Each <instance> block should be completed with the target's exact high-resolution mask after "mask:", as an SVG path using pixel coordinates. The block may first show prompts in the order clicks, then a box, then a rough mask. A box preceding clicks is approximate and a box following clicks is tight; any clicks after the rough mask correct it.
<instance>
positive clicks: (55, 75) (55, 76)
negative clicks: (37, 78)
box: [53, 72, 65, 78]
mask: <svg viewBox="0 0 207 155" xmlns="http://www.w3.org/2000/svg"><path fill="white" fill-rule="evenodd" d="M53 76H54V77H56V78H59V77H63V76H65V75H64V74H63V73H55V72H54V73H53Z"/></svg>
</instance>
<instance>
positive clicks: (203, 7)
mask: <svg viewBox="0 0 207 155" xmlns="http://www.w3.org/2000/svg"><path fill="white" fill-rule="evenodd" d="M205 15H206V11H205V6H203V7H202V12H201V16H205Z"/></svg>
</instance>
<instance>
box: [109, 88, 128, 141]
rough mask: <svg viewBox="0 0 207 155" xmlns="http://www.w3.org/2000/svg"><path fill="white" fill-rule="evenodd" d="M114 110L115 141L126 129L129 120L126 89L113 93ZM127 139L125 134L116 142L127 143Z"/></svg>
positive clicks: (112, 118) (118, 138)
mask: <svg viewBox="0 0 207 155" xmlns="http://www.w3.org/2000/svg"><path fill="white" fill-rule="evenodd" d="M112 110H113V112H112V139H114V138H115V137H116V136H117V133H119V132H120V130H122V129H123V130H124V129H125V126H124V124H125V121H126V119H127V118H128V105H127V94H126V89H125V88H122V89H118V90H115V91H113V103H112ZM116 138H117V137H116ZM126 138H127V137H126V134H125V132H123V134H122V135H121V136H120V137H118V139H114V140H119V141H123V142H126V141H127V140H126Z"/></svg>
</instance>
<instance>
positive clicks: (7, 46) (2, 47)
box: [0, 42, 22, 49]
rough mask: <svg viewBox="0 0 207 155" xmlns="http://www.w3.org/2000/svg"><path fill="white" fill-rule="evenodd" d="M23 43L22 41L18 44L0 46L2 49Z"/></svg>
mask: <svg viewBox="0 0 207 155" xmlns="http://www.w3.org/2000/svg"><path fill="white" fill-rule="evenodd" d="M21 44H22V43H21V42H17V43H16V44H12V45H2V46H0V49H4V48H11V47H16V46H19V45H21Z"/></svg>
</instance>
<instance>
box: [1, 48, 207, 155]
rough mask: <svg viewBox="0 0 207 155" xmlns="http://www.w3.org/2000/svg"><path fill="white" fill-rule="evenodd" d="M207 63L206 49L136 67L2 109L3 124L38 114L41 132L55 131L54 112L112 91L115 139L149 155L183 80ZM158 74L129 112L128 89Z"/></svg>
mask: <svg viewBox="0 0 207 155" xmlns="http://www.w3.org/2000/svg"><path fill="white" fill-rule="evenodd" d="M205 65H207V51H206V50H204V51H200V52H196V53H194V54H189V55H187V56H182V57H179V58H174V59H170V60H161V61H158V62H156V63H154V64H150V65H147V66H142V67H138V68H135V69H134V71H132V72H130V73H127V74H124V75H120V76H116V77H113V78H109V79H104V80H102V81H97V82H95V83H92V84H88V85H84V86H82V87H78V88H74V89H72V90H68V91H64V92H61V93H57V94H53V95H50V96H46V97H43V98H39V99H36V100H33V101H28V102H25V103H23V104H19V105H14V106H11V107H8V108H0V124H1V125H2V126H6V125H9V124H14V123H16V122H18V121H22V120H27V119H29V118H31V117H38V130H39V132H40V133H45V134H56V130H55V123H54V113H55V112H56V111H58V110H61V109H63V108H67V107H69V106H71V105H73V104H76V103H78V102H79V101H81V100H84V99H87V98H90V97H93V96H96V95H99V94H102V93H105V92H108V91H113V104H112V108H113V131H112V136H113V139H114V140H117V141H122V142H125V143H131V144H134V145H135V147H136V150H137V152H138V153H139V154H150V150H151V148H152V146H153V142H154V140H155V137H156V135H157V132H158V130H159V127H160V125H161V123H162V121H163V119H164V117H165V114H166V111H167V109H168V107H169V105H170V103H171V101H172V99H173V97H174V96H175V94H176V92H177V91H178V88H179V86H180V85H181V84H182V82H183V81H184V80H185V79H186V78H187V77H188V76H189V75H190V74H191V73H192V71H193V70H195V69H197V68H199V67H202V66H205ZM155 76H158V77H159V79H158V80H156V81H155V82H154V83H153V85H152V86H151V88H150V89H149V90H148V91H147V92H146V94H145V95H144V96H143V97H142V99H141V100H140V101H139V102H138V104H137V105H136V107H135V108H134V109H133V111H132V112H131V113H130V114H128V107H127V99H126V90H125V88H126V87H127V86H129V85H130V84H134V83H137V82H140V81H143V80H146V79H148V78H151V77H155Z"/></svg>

__________________________________________________

-- Task goal --
Having read the material, return all of it word for word.

-- Task result --
Each <instance> block should be completed with the target's exact high-resolution mask after "mask:", as an SVG path using pixel coordinates. The block may first show prompts in the order clicks, then a box, then a rough mask. A box preceding clicks is approximate and a box following clicks is tight; any clicks after the rough mask correct it.
<instance>
positive clicks: (55, 75) (55, 76)
negative clicks: (37, 78)
box: [53, 72, 65, 78]
mask: <svg viewBox="0 0 207 155" xmlns="http://www.w3.org/2000/svg"><path fill="white" fill-rule="evenodd" d="M53 76H54V77H56V78H59V77H63V76H65V75H64V74H63V73H55V72H54V73H53Z"/></svg>
</instance>
<instance>
positive clicks: (203, 7)
mask: <svg viewBox="0 0 207 155" xmlns="http://www.w3.org/2000/svg"><path fill="white" fill-rule="evenodd" d="M205 15H206V11H205V6H203V7H202V12H201V16H205Z"/></svg>
</instance>
<instance>
box: [109, 88, 128, 141]
rough mask: <svg viewBox="0 0 207 155" xmlns="http://www.w3.org/2000/svg"><path fill="white" fill-rule="evenodd" d="M114 110L115 141L126 129L129 120L126 89L113 93ZM127 139L125 134L116 142L127 143Z"/></svg>
positive clicks: (112, 118) (118, 138)
mask: <svg viewBox="0 0 207 155" xmlns="http://www.w3.org/2000/svg"><path fill="white" fill-rule="evenodd" d="M112 110H113V112H112V139H114V138H115V137H116V136H117V133H119V132H120V130H122V129H123V130H124V129H125V126H124V124H125V121H126V119H127V118H128V105H127V94H126V89H125V88H122V89H118V90H115V91H113V103H112ZM116 138H117V137H116ZM126 138H127V137H126V134H125V132H123V134H122V135H121V136H120V137H118V139H114V140H119V141H123V142H126V141H127V140H126Z"/></svg>
</instance>
<instance>
positive clicks: (7, 46) (2, 47)
box: [0, 42, 22, 49]
rough mask: <svg viewBox="0 0 207 155" xmlns="http://www.w3.org/2000/svg"><path fill="white" fill-rule="evenodd" d="M23 43L22 41L18 44L0 46L2 49Z"/></svg>
mask: <svg viewBox="0 0 207 155" xmlns="http://www.w3.org/2000/svg"><path fill="white" fill-rule="evenodd" d="M21 44H22V43H21V42H17V43H16V44H12V45H2V46H0V49H4V48H11V47H16V46H19V45H21Z"/></svg>
</instance>
<instance>
box: [1, 48, 207, 155]
rough mask: <svg viewBox="0 0 207 155" xmlns="http://www.w3.org/2000/svg"><path fill="white" fill-rule="evenodd" d="M207 63L206 49L136 67L2 109L3 124L38 114L41 132L55 131L54 112L112 91L115 139L149 155L183 80ZM158 74L129 112L128 89Z"/></svg>
mask: <svg viewBox="0 0 207 155" xmlns="http://www.w3.org/2000/svg"><path fill="white" fill-rule="evenodd" d="M205 65H207V51H206V50H204V51H200V52H196V53H194V54H189V55H187V56H182V57H179V58H174V59H170V60H161V61H158V62H156V63H154V64H150V65H147V66H142V67H138V68H135V69H134V71H132V72H130V73H127V74H124V75H120V76H116V77H113V78H109V79H104V80H102V81H97V82H95V83H92V84H88V85H84V86H82V87H78V88H74V89H72V90H68V91H64V92H61V93H57V94H53V95H50V96H46V97H43V98H39V99H36V100H33V101H28V102H25V103H23V104H19V105H14V106H11V107H8V108H0V124H1V125H2V126H6V125H9V124H14V123H16V122H18V121H22V120H27V119H29V118H31V117H38V130H39V132H40V133H45V134H56V130H55V123H54V113H55V112H56V111H58V110H61V109H63V108H67V107H69V106H71V105H73V104H76V103H78V102H79V101H81V100H84V99H87V98H90V97H93V96H96V95H99V94H102V93H105V92H108V91H113V104H112V108H113V131H112V136H113V139H114V140H117V141H122V142H125V143H131V144H134V145H135V147H136V150H137V152H138V153H139V154H150V150H151V148H152V146H153V142H154V140H155V137H156V135H157V132H158V130H159V127H160V125H161V123H162V121H163V119H164V117H165V114H166V111H167V109H168V107H169V105H170V103H171V101H172V99H173V97H174V96H175V94H176V92H177V91H178V88H179V86H180V85H181V84H182V82H183V81H184V80H185V79H186V78H187V77H188V76H189V75H190V74H191V73H192V71H193V70H195V69H197V68H199V67H202V66H205ZM155 76H158V77H159V79H158V80H156V81H155V82H154V83H153V85H152V86H151V88H150V89H149V90H148V91H147V92H146V94H145V95H144V96H143V97H142V99H141V100H140V101H139V102H138V104H137V105H136V107H135V108H134V109H133V111H132V112H131V113H130V114H128V107H127V99H126V90H125V88H126V87H127V86H129V85H130V84H134V83H137V82H140V81H143V80H146V79H148V78H151V77H155Z"/></svg>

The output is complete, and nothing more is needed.